Exercise tasks:
a – Please write out the tendon rehab passage again, starting with "Stage 4: Return" and going on through "load management principles.", and swap "intensity" for "speed".
b – Say whether each statement agrees with the tendon rehab passage: (i) The author recommends building intensity before volume. (ii) Compression is named as the dominant load that tendons are built to handle. (iii) Strength training continues after running returns. Answer yes or no for each, and quote the words that decide it.

==== Provided text

The type of plyometric we use really depends on the tendon we are rehabbing. I tend to lean on Matt McInness Watson’s work (The Plyo Guy) to inform my plyometric prescription. As a general rule, I think it is best to build volume first before adding intensity. As intensity increases, we should drop volume.
In this phase, I also start gentle change of direction drills. I like the agility ladder because we are working on motor planning and controlled movements. We can easily progress this with increasing effort over the course of time. I also work on deceleration drills (starting slow and increasing speed and momentum), and 45 degree → 90 degree → 180 degree cuts.
Stage 4: Return to Running / Agility
Running is both a goal and a form of tendon loading in its own right. I frame return to running as:
Build volume first, then intensity. This mirrors ACWR-based load management principles.
Pull back on plyometric volume as running volume increases. Total tendon load is additive — don't stack too many high-demand activities simultaneously.
Maintain HSR throughout. Strength training doesn't stop when running returns; it continues as the long-term strategy for tendon health.
In terms of running prescription, it depends what type of sport the athlete is getting back to. If they are a runner, they really only need to get back to sagittal plane running. In most cases, I will start with walk:run progressions, reducing walking and increasing running until we are able to perform continuous runs. Once this is well tolerated, I will add in speed and tempo work.
For field or court sport athletes we need to get back to acceleration runs, top-end speed / build up runs, and continuous running as well as curvilinear running. We also turn out change of direction work into more traditional agility drills, with reaction to stimuli and changing environments.
Again, in this phase we try to maintain the qualities we built up in the previous stages, not stop them all together. But as running volume increases, we can’t also keep lifting and plyometric volume high. We just need to be calculated here and not layer stress on top of stress.
Modifying Aggravating Factors
Alongside the loading program, we need to address what's driving the tendinopathy in the first place. Tendons experience three types of load:
Tensile: Longitudinal pull along the collagen fibers. This is the dominant load and what tendons are built to handle.
Shear: Fibers gliding past each other; relevant in peritendon pathology.
Compression: Perpendicular force at entheses and bony prominences. This is the most clinically underappreciated — and often the primary driver at insertional sites like the insertional Achilles and proximal hamstring origin.
For insertional tendinopathies, compressive loads (stretching into end-range dorsiflexion for insertional Achilles, hip flexion for proximal hamstring tendinopathy) often need to be modified early. This is sometimes counterintuitive for patients who have been told to "stretch more." But there isn’t much sense in starting a loading program (adding stress), if we haven’t removed the proverbial ‘rock from the patient's shoe’.
Summary
Tendinopathy rehab is not complicated in principle. The hard part is managing patient expectations, keeping people moving when their instinct is to stop, and resisting the urge to chase passive interventions when the evidence keeps pointing back to progressive loading. Tendon rehab takes time, and fully resolving issues requires persistence.

========
==== Extracted records

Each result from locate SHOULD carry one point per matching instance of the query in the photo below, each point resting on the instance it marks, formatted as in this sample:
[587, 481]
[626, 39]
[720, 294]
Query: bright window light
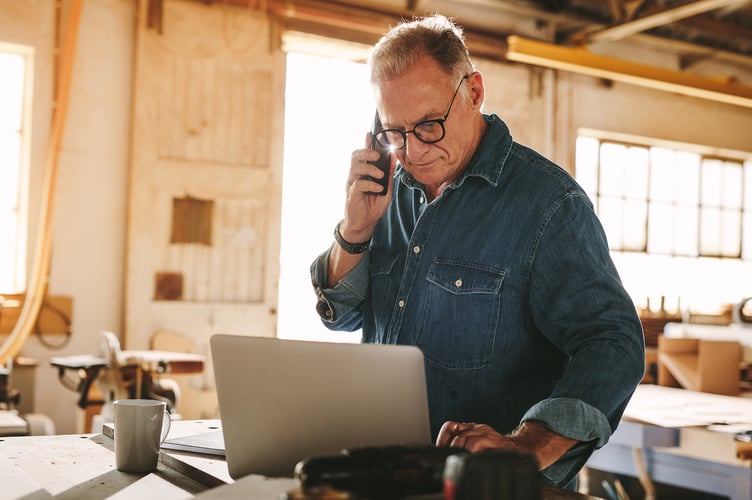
[329, 108]
[12, 225]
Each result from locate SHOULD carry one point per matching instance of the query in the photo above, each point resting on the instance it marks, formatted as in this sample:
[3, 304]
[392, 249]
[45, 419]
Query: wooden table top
[83, 466]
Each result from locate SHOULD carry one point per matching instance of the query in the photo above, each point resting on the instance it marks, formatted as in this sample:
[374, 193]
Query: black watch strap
[353, 248]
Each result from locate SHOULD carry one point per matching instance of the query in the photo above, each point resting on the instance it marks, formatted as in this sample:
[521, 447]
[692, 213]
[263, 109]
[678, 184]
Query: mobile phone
[744, 436]
[384, 162]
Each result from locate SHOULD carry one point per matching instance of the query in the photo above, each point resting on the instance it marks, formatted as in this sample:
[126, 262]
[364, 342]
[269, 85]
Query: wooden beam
[580, 60]
[668, 16]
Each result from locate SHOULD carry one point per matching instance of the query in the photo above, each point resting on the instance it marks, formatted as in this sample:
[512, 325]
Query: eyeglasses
[429, 131]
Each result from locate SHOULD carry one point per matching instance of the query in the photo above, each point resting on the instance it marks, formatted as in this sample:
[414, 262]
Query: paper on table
[210, 443]
[672, 407]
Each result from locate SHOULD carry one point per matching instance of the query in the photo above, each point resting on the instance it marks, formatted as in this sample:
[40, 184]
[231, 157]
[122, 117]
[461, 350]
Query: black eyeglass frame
[383, 139]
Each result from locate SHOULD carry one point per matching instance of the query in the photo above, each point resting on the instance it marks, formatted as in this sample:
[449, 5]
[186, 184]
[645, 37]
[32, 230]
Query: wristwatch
[352, 248]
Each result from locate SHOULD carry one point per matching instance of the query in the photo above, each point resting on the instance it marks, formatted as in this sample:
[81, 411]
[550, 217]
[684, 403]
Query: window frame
[19, 254]
[705, 155]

========

List of solutions:
a –
Stage 4: Return to Running / Agility
Running is both a goal and a form of tendon loading in its own right. I frame return to running as:
Build volume first, then speed. This mirrors ACWR-based load management principles.

b –
(i) No: "Build volume first, then intensity."
(ii) No: "Tensile: Longitudinal pull along the collagen fibers. This is the dominant load and what tendons are built to handle."
(iii) Yes: "Strength training doesn't stop when running returns; it continues as the long-term strategy for tendon health."